Search code examples
pythonweb-scrapingscreen-scraping

Web Scraping in Python with a Login Page


I'm using this code to try and do some web scraping. I'm trying to access my school grades using requests and beautiful soup and I'm having a lot of trouble logging in. I just get the error:

TypeError: 'NoneType' object has no attribute '__getitem__'

Here's the code that I'm using:

import requests
from bs4 import BeautifulSoup

    headers = {
    'user-agent': 'Mozilla/5.0 (X11; Linux x86_64) AppleWebKit/537.36 (KHTML, like Gecko) Chrome/67.0.3396.99 Safari/537.36'
}

login_data = {
    'name': 'my_username',
    'pass': 'my_password',
    'form_id': 'new_login_form',
    'op': 'Login'
}

with requests.Session() as s:
    url = 'https://irc.d125.org'
    r = s.get(url, headers=headers)
    soup = BeautifulSoup(r.content, 'html5lib')
    login_data['form_build_id'] = soup.find('input', attrs={'name': 'form_build_id'})['value']
    r = s.post(url, data=login_data, headers=headers)
    print(r.content)

Any help is appreciated! Thanks so much!


Solution

  • When the login button is pressed, the site sends an xhr request with the login information. The following should work, just replace your username and password in the space provided.

    Code

    import requests
    from bs4 import BeautifulSoup
    
    headers = {
        'User-Agent': 'Mozilla/5.0 (X11; Linux x86_64) AppleWebKit/537.36 (KHTML, like Gecko) Chrome/67.0.3396.99 Safari/537.36'
    }
    
    login_data = {
        "UserName": "REPLACE_USER",  # Enter Username
        "Password": "REPLACE_PASSWORD",  # Enter password
        "RememberMe": False,
    }
    
    with requests.Session() as s:
        url = 'https://irc.d125.org/Login'
        s.get(url, headers=headers)
        r = s.post(url, data=login_data)
        print(r.text)

DATASET EXTRACT =
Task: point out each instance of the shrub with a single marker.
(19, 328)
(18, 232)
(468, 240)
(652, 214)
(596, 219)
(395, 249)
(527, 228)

WRITTEN INSTRUCTION = How would you put this sentence from the web scraping thread into Spanish: "When the login button is pressed, the site sends an xhr request with the login information."

OUTPUT OF THE EXERCISE = Cuando se pulsa el botón de inicio de sesión, el sitio envía una solicitud xhr con la información de inicio de sesión.